Directions for this task => Identify every line in the records below that contains the word "indicator", and copy each of those lines.

The input =>
————————
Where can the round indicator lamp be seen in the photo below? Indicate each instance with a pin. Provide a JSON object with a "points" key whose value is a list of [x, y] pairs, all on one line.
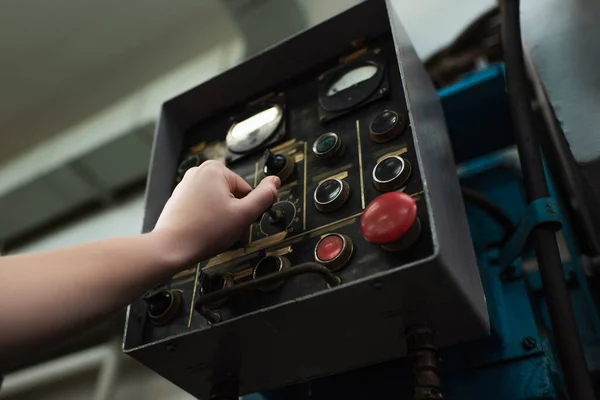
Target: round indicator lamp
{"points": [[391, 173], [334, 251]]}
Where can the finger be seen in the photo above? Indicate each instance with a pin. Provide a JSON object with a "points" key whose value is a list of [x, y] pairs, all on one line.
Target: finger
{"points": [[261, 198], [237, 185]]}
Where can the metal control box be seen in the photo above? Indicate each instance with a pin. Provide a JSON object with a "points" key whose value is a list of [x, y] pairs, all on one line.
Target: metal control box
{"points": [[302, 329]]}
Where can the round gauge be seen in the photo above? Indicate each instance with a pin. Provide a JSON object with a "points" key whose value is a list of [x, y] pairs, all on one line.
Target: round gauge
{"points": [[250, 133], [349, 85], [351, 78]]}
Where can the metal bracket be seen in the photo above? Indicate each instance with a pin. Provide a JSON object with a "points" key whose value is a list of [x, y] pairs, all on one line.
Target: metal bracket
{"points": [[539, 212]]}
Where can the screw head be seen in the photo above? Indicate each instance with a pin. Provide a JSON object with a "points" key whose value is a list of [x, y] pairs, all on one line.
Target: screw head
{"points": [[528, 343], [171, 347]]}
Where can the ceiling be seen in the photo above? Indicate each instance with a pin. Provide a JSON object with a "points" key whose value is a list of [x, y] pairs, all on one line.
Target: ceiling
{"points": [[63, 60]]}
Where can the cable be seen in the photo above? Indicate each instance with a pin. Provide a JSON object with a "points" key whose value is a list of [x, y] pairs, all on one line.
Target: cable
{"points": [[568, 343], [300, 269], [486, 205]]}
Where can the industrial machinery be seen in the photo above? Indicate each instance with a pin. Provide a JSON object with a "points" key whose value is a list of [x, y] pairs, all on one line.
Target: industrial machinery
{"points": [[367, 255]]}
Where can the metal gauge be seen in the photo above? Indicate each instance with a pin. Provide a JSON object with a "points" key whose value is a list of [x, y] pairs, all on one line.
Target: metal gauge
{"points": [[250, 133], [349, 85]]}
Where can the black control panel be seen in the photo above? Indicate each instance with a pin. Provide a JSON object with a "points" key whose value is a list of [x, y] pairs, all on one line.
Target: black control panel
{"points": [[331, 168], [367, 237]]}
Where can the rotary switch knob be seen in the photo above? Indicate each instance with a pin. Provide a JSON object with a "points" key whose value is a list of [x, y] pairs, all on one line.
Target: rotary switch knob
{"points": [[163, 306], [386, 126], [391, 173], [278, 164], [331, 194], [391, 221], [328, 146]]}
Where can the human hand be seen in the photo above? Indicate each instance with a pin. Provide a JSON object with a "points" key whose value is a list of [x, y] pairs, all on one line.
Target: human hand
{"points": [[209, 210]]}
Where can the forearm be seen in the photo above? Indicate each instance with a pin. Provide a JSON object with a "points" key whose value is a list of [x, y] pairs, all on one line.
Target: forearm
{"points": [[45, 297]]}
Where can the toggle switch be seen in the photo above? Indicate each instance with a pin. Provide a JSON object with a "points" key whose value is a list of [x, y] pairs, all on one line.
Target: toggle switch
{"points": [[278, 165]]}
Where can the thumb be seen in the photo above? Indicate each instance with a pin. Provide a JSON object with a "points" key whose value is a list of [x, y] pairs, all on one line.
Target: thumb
————————
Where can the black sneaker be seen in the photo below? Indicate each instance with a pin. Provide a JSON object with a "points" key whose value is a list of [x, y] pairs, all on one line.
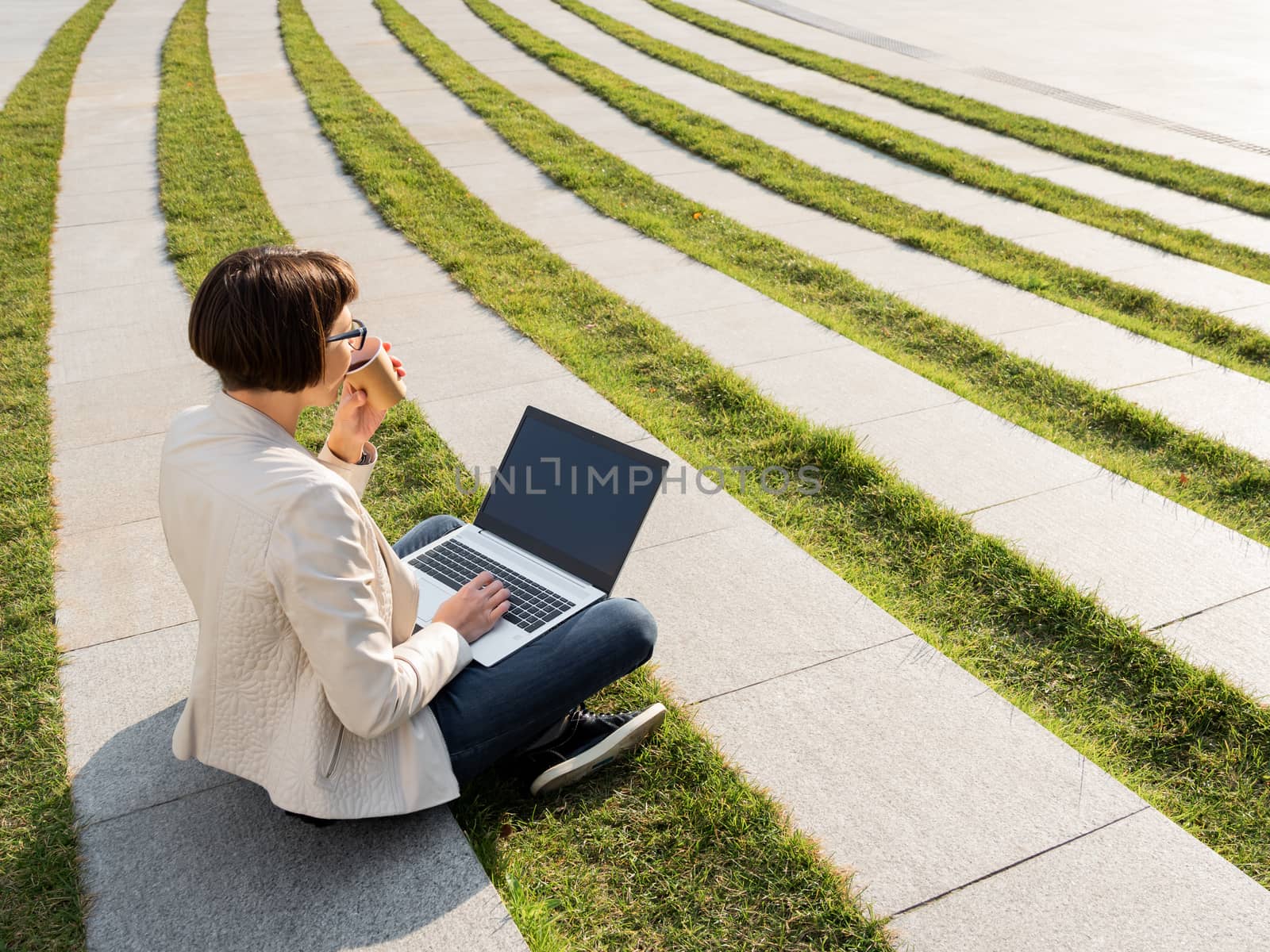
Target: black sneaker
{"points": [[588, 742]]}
————————
Answer to the exercise =>
Where can the round indicator lamp be seen in the photo below? Indicate each instance with a pin. Provide a JSON object with a "points" key whose value is a list of [x, y] pairs, all on one line.
Target: round indicator lamp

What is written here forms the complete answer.